(To do):
Repeat the records. Match each character exactly.

(Saved entries)
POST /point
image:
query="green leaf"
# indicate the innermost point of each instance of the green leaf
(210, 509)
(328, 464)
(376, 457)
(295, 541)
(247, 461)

(Reply):
POST /point
image:
query="green leaf"
# indicate the innermost point of each instance of the green leaf
(210, 509)
(328, 464)
(376, 457)
(295, 541)
(247, 461)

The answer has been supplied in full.